Il Vaticano, ha spiegato un funzionario del dipartimento di Stato che ha voluto rimanere anonimo, ha varato per la prima volta nel 2011 un programma anti-riciclaggio, ma occorrerà un anno per capire quanto sia efficace; e dunque è «potenzialmente vulnerabile» al problema a causa del massiccio afflusso di denaro che circola tra la Santa Sede e il resto del mondo ( corsivo mio). Papa Benedetto XVI ha creato il 30 dicembre 2010 l’Autorità per l’Informazione Finanziaria, che dovrebbe consentire al Vaticano di mettersi in linea con le norme internazionali di lotta al riciclaggio del denaro e finanziamento del terrorismo >> (9).

 

3.La suddetta Lettera Apostolica di Papa Benedetto XVI del 30 dicembre 2010 e la citata legge n.CXXVII del 30 dicembre 2010 dello Stato della città del Vaticano hanno avuto due obiettivi: 1) sbloccare il dissequestro preventivo della Procura di Roma, 2) bloccare la segretezza dello IOR fino al 1 aprile 2011 entrata in vigore della legge ( articolo 43 ) : << La Procura «evidenzia» una serie di «criticità» nei rapporti di «collaborazione finalizzati all’attività di contrasto del riciclaggio» e fa notare che «i dati forniti dall’Aif sono temporalmente delimitati al periodo successivo al 1° aprile 2011», quindi «assolutamente insufficienti e inidonei a ricostruire le modalità di effettuazione di eventuali operazioni di riciclaggio imperniate sull’utilizzazione di conti accesi presso lo Ior». Le informazioni fornite vengono definite «del tutto generiche in ordine all’identificazione e movimentazione dei conti nonché alle rimesse effettuate sui conti stessi; con l’effetto di lasciare del tutto inesplicati – si legge – i dati economici menzionati nella risposta, tutti cristallizzati al 1° aprile 2011».(10).

- Estratti dei dati
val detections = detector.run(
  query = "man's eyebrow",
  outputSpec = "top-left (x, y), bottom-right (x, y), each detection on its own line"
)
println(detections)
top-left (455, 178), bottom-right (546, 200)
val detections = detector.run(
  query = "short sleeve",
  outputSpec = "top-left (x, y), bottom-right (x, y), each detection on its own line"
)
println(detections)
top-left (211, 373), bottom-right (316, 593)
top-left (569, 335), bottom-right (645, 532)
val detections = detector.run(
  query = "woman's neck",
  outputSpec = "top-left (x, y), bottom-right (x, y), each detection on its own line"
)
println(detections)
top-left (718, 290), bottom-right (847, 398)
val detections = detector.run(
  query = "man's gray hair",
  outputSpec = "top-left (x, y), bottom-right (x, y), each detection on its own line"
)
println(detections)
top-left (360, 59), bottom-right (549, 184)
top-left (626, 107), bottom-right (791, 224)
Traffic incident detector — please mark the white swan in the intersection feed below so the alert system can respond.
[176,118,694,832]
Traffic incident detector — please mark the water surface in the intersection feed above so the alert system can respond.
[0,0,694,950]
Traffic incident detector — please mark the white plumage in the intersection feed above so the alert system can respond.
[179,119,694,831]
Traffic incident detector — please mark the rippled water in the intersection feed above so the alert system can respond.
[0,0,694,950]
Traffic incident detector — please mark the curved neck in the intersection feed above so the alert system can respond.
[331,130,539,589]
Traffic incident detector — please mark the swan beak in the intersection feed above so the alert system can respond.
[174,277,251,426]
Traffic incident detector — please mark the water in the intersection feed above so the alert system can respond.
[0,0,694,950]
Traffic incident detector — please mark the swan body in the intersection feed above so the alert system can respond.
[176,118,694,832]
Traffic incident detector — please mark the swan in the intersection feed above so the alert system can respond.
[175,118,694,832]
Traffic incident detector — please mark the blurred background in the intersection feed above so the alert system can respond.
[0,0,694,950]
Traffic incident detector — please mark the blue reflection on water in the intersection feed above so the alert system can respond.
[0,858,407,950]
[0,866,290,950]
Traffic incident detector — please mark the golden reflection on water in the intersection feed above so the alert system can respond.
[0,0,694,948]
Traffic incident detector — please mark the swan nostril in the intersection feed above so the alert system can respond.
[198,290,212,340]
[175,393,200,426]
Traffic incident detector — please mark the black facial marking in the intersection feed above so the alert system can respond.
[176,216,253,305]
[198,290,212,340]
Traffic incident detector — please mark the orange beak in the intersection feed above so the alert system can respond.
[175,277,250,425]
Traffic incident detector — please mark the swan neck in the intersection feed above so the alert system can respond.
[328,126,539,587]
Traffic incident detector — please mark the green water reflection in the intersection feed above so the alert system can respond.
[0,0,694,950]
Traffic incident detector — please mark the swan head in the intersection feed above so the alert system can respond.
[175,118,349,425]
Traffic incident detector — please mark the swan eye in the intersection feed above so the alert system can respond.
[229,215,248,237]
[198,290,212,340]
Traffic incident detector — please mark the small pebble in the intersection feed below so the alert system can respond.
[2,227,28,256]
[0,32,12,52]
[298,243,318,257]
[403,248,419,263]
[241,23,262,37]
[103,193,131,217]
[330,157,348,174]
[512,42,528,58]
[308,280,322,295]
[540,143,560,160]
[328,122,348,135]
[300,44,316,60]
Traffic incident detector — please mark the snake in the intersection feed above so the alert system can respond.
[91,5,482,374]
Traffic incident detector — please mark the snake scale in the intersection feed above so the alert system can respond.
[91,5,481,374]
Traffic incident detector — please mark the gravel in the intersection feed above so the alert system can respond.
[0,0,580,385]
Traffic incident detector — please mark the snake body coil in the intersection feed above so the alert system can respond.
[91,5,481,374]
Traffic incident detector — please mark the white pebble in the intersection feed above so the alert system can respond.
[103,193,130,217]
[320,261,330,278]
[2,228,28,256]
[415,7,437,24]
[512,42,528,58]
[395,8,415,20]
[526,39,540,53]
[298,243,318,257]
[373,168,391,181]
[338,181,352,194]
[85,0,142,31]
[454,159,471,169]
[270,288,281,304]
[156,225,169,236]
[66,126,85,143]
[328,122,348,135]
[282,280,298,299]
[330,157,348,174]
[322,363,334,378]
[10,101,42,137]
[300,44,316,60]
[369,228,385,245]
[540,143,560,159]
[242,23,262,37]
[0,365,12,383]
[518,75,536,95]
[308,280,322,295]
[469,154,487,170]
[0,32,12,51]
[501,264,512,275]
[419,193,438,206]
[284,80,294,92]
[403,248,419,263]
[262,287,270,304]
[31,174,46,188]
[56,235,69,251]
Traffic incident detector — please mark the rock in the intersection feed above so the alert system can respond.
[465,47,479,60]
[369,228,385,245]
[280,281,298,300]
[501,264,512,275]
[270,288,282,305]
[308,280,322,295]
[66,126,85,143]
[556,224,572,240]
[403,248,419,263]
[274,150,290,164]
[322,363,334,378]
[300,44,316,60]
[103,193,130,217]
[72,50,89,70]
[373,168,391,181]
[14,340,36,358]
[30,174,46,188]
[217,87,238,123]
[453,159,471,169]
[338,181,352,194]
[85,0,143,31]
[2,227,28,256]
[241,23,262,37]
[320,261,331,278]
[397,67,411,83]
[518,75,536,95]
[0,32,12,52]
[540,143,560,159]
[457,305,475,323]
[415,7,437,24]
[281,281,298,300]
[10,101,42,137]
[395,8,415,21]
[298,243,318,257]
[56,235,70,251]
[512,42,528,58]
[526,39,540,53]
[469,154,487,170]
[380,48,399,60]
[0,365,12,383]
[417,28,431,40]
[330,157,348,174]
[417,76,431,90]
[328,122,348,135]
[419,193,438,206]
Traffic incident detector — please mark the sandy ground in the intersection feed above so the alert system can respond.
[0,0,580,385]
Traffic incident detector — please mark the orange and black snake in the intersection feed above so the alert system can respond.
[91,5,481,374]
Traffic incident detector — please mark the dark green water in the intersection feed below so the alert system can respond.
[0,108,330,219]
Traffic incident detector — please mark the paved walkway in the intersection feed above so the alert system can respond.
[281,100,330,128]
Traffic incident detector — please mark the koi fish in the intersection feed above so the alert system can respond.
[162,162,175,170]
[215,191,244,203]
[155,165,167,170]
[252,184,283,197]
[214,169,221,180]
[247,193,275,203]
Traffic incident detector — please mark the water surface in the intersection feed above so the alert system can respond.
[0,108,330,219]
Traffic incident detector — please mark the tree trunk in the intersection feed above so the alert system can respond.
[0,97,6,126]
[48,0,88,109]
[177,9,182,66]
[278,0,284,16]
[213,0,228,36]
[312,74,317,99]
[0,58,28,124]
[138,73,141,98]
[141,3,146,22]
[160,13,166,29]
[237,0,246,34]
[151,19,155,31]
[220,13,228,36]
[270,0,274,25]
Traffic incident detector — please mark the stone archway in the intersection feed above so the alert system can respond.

- Istruzioni operative
1. Trascrivi per favore dal brano la parte che si apre con le parole contenenti "Il Vaticano, ha" e si chiude con "terrorismo >> (9).".
2. Traduci in inglese questa frase del brano: «Papa Benedetto XVI ha creato il 30 dicembre 2010 l’Autorità per l’Informazione Finanziaria, che dovrebbe consentire al Vaticano di mettersi in linea con le norme internazionali di lotta al riciclaggio del denaro e finanziamento del terrorismo.»
I dati costituiscono materiale a sé, distinto dal brano.

- Risposte nell'ordine
1.
Il Vaticano, ha spiegato un funzionario del dipartimento di Stato che ha voluto rimanere anonimo, ha varato per la prima volta nel 2011 un programma anti-riciclaggio, ma occorrerà un anno per capire quanto sia efficace; e dunque è «potenzialmente vulnerabile» al problema a causa del massiccio afflusso di denaro che circola tra la Santa Sede e il resto del mondo ( corsivo mio). Papa Benedetto XVI ha creato il 30 dicembre 2010 l’Autorità per l’Informazione Finanziaria, che dovrebbe consentire al Vaticano di mettersi in linea con le norme internazionali di lotta al riciclaggio del denaro e finanziamento del terrorismo >> (9).

2. On December 30, 2010, Pope Benedict XVI created the Financial Information Authority, which should allow the Vatican to bring itself into line with international standards for combating money laundering and the financing of terrorism.